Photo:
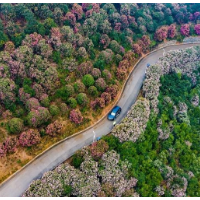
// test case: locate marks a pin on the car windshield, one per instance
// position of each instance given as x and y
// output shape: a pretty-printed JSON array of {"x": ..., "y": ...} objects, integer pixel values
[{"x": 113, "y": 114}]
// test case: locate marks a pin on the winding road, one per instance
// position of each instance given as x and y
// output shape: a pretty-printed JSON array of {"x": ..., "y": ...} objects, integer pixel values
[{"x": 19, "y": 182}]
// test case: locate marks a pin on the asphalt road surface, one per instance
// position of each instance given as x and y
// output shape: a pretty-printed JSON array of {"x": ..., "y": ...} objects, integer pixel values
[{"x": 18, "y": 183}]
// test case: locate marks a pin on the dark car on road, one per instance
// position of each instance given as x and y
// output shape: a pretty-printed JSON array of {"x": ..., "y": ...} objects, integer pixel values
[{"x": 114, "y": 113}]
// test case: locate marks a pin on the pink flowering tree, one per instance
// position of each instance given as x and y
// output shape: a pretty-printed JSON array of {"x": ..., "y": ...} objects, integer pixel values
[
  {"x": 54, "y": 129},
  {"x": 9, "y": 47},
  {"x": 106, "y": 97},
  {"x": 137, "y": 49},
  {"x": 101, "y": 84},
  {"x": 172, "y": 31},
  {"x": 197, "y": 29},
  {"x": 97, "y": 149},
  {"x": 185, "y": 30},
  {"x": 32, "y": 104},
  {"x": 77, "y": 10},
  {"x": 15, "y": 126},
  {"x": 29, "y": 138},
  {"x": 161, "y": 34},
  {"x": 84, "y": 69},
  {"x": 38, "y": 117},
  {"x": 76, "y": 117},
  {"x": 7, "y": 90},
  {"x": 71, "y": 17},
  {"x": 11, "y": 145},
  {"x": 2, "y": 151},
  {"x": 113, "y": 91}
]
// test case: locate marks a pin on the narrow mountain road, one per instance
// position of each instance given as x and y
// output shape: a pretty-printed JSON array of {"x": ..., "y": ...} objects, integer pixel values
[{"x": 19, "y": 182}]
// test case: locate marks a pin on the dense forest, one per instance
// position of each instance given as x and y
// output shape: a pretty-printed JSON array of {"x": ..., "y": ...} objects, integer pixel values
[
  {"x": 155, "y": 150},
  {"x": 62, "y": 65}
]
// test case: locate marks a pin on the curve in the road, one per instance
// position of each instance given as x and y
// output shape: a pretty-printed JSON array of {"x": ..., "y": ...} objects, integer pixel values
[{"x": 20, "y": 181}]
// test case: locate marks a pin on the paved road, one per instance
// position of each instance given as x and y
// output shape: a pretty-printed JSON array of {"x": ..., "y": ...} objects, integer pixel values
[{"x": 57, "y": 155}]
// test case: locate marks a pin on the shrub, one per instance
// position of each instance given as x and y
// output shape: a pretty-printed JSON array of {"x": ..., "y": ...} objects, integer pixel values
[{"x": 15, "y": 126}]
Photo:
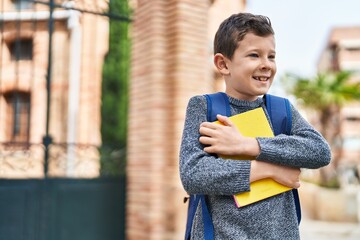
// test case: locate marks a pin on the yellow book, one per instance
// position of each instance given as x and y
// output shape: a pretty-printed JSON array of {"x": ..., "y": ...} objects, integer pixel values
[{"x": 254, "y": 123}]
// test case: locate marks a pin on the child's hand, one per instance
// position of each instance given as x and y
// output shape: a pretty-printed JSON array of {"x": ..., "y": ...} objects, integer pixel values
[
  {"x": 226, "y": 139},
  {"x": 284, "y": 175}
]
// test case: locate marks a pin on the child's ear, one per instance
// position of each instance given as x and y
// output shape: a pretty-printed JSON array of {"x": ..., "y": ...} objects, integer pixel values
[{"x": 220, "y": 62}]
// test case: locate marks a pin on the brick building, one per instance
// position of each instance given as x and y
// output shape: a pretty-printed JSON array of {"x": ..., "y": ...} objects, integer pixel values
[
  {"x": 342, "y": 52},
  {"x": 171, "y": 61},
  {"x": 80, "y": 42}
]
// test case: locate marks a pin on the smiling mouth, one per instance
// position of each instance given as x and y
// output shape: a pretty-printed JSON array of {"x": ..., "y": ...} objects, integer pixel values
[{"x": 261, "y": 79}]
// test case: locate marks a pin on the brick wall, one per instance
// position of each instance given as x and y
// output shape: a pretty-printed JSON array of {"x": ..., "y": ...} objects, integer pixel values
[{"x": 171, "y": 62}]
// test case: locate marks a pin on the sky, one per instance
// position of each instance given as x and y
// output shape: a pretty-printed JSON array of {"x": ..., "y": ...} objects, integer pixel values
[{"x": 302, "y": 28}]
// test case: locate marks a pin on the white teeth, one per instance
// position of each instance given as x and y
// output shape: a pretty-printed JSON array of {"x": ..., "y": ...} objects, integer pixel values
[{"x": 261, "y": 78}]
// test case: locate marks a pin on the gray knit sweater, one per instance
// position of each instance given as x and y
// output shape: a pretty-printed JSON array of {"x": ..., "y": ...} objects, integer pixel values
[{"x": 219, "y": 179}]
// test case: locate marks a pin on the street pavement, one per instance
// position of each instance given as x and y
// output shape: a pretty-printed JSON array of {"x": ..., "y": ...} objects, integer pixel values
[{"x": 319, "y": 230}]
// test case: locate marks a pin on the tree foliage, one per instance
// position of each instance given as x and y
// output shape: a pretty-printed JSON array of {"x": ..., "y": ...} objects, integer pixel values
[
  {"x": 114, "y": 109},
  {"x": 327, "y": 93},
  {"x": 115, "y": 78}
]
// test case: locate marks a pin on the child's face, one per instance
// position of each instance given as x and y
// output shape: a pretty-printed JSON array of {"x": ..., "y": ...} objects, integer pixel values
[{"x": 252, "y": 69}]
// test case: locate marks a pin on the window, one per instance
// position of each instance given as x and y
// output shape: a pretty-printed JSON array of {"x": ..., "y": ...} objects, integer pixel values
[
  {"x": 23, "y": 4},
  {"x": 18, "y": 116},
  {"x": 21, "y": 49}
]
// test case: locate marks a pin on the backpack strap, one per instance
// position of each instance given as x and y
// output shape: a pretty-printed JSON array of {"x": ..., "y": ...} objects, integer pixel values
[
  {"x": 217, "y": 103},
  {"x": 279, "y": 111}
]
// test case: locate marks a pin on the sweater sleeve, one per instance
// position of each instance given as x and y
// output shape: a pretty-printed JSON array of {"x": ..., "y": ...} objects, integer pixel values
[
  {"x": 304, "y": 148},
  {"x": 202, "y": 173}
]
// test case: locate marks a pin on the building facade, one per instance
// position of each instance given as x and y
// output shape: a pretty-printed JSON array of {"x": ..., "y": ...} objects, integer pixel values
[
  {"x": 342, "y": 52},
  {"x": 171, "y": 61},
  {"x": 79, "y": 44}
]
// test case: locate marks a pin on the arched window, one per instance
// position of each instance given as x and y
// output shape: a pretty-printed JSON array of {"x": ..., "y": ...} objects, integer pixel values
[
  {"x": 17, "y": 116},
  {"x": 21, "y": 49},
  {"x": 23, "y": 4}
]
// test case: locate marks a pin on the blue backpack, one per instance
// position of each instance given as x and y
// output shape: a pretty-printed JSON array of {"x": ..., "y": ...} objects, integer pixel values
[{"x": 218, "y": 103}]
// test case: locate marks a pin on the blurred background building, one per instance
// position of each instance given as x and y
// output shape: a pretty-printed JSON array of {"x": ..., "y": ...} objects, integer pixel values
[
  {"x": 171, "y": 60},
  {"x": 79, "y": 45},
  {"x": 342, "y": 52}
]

-=-=-=-=-

Exercise description
Make an exact copy of the records above, with the pictures left out.

Task result
Photo:
// test case: locate marks a pin on the car windshield, one per instance
// position of each instance given as x and y
// output shape: a pretty-printed JSON array of {"x": ..., "y": ...} objects, integer pixel values
[{"x": 113, "y": 114}]
// test case: locate marks a pin on the winding road, one per instance
// position of each instance given as x and y
// output shape: a pretty-printed JSON array of {"x": ..., "y": ...} objects, integer pixel values
[{"x": 19, "y": 182}]
// test case: locate marks a pin on the asphalt road surface, one per instance
// position of each instance given as x and y
// output shape: a pretty-printed JSON array of {"x": ..., "y": ...} objects, integer pixel values
[{"x": 18, "y": 183}]
// test case: locate marks a pin on the dark car on road, one per instance
// position of each instance given as x and y
// output shape: a pretty-printed JSON array of {"x": ..., "y": ...} objects, integer pixel values
[{"x": 114, "y": 113}]
// test case: locate marks a pin on the pink flowering tree, one per instance
// position of each instance given as x and y
// output shape: a pretty-printed JSON array of {"x": ..., "y": ...} objects, integer pixel values
[
  {"x": 54, "y": 129},
  {"x": 9, "y": 47},
  {"x": 106, "y": 97},
  {"x": 137, "y": 49},
  {"x": 101, "y": 84},
  {"x": 172, "y": 31},
  {"x": 197, "y": 29},
  {"x": 97, "y": 149},
  {"x": 185, "y": 30},
  {"x": 32, "y": 104},
  {"x": 77, "y": 10},
  {"x": 15, "y": 126},
  {"x": 29, "y": 138},
  {"x": 161, "y": 34},
  {"x": 84, "y": 69},
  {"x": 38, "y": 117},
  {"x": 76, "y": 117},
  {"x": 7, "y": 90},
  {"x": 71, "y": 17},
  {"x": 11, "y": 145},
  {"x": 2, "y": 151},
  {"x": 113, "y": 91}
]
// test case: locate marks a pin on the narrow mountain road, one per instance
// position of each instance given as x and y
// output shape: a pretty-printed JSON array of {"x": ..., "y": ...} objects, integer pixel values
[{"x": 19, "y": 182}]
// test case: locate marks a pin on the dense forest, one per instance
// position of each instance given as x and y
// output shape: a pretty-printed JSON array of {"x": ..., "y": ...} objects, integer pixel values
[
  {"x": 155, "y": 150},
  {"x": 62, "y": 65}
]
// test case: locate marks a pin on the curve in the road, one per instance
// position of each instance given as x and y
// output shape: a pretty-printed JSON array of {"x": ..., "y": ...} objects, integer pixel values
[{"x": 20, "y": 181}]
// test case: locate marks a pin on the paved road, one per instance
// position of each instance given as x and y
// output shape: a pretty-printed JSON array of {"x": ..., "y": ...} objects, integer pixel values
[{"x": 57, "y": 155}]
// test case: locate marks a pin on the shrub, one per instance
// position of each instance given as x and y
// output shape: a pretty-printed JSON array of {"x": ..., "y": ...} objects, integer pixel values
[{"x": 15, "y": 126}]
Photo:
// test case: locate marks a pin on the yellow book, one per instance
// position of each instance given as x and y
// output shape: a pretty-printed JSON array of {"x": ..., "y": ...} objects, integer pixel values
[{"x": 254, "y": 123}]
// test case: locate marks a pin on the child's hand, one per instance
// position of each instance given as x and y
// output shape: a pretty-printed JSON array of {"x": ..., "y": ...} objects, integer pixel values
[
  {"x": 226, "y": 139},
  {"x": 284, "y": 175}
]
// test case: locate marks a pin on the child's ear, one per instance
// position of each instance given as x and y
// output shape: a pretty-printed JSON array of {"x": ..., "y": ...} objects, integer pixel values
[{"x": 220, "y": 62}]
// test case: locate marks a pin on the brick building, one per instance
// position of each instance given as x and y
// output shape: a pretty-printed JSON array of {"x": ..., "y": ...} objects, integer pixel values
[
  {"x": 342, "y": 52},
  {"x": 171, "y": 61},
  {"x": 80, "y": 42}
]
// test case: locate marks a pin on the smiling mouth, one per instance
// position of each instance given as x and y
// output shape: a pretty-printed JSON array of {"x": ..., "y": ...} objects, integer pixel values
[{"x": 261, "y": 79}]
// test case: locate marks a pin on the brick wall, one per instance
// position of each instance given as x and y
// output shape: a pretty-printed JSON array of {"x": ..., "y": ...} objects, integer pixel values
[{"x": 171, "y": 62}]
// test case: locate marks a pin on the sky, one per instance
// position of each instance given as x and y
// output shape: a pretty-printed JSON array of {"x": ..., "y": ...} objects, integer pixel values
[{"x": 302, "y": 28}]
// test case: locate marks a pin on the white teeth, one per instance
// position of each instance given as x and y
// output shape: a pretty-printed JSON array of {"x": ..., "y": ...} objects, integer pixel values
[{"x": 261, "y": 78}]
// test case: locate marks a pin on the gray knit sweater, one per instance
// position of each instance given as x and y
// output shape: a pretty-printed JSON array of {"x": ..., "y": ...} objects, integer pixel values
[{"x": 219, "y": 179}]
// test case: locate marks a pin on the street pavement, one per instance
// position of each instance given as x and y
// output shape: a pretty-printed JSON array of {"x": ..., "y": ...} objects, integer pixel values
[{"x": 319, "y": 230}]
// test case: locate marks a pin on the tree foliage, one per instance
// position of each instance given as x and y
// output shape: a pretty-printed JSON array of {"x": ..., "y": ...} objects, integer pixel values
[
  {"x": 114, "y": 109},
  {"x": 327, "y": 93},
  {"x": 115, "y": 78}
]
// test case: locate marks a pin on the child's face, one per instance
// position of each instance given as x and y
// output shape: a pretty-printed JSON array of {"x": ..., "y": ...} objects, integer pixel values
[{"x": 252, "y": 69}]
// test case: locate marks a pin on the window, one per instance
// position of each instance given as x and y
// output shape: a pretty-printed JSON array of {"x": ..., "y": ...} objects, integer pixel values
[
  {"x": 23, "y": 4},
  {"x": 18, "y": 116},
  {"x": 21, "y": 49}
]
// test case: locate marks a pin on the backpack strap, one per instance
// position of each instance given as x and y
// output shape: a pretty-printed JSON array of {"x": ..., "y": ...} objects, integer pixel values
[
  {"x": 217, "y": 103},
  {"x": 279, "y": 111}
]
// test case: locate marks a pin on the sweater sleeve, one per instance
// position of each instance given as x and y
// output shape: a pretty-printed JSON array of {"x": ..., "y": ...} objects, integer pixel values
[
  {"x": 304, "y": 148},
  {"x": 202, "y": 173}
]
// test case: locate marks a pin on the building facade, one per instance
// position of each instance given as x and y
// output shape: a pretty-printed JSON array of {"x": ..., "y": ...} objects, integer pixel values
[
  {"x": 342, "y": 52},
  {"x": 171, "y": 61},
  {"x": 79, "y": 44}
]
// test case: locate marks a pin on the arched window, one per instance
// position of each instance given as x and y
// output shape: a pretty-printed JSON array of {"x": ..., "y": ...} objects, integer pixel values
[
  {"x": 17, "y": 116},
  {"x": 21, "y": 49},
  {"x": 23, "y": 4}
]
// test case: locate marks a pin on the blue backpack, one per instance
// position of each instance given as x and y
// output shape: a pretty-printed JSON array of {"x": ..., "y": ...} objects, integer pixel values
[{"x": 218, "y": 103}]
// test case: locate marks a pin on the blurred background building, one per instance
// position of each instance given as x and y
// output shape: a pretty-printed JSON array of {"x": ..., "y": ...} objects, integer pixel values
[
  {"x": 171, "y": 60},
  {"x": 79, "y": 45},
  {"x": 342, "y": 52}
]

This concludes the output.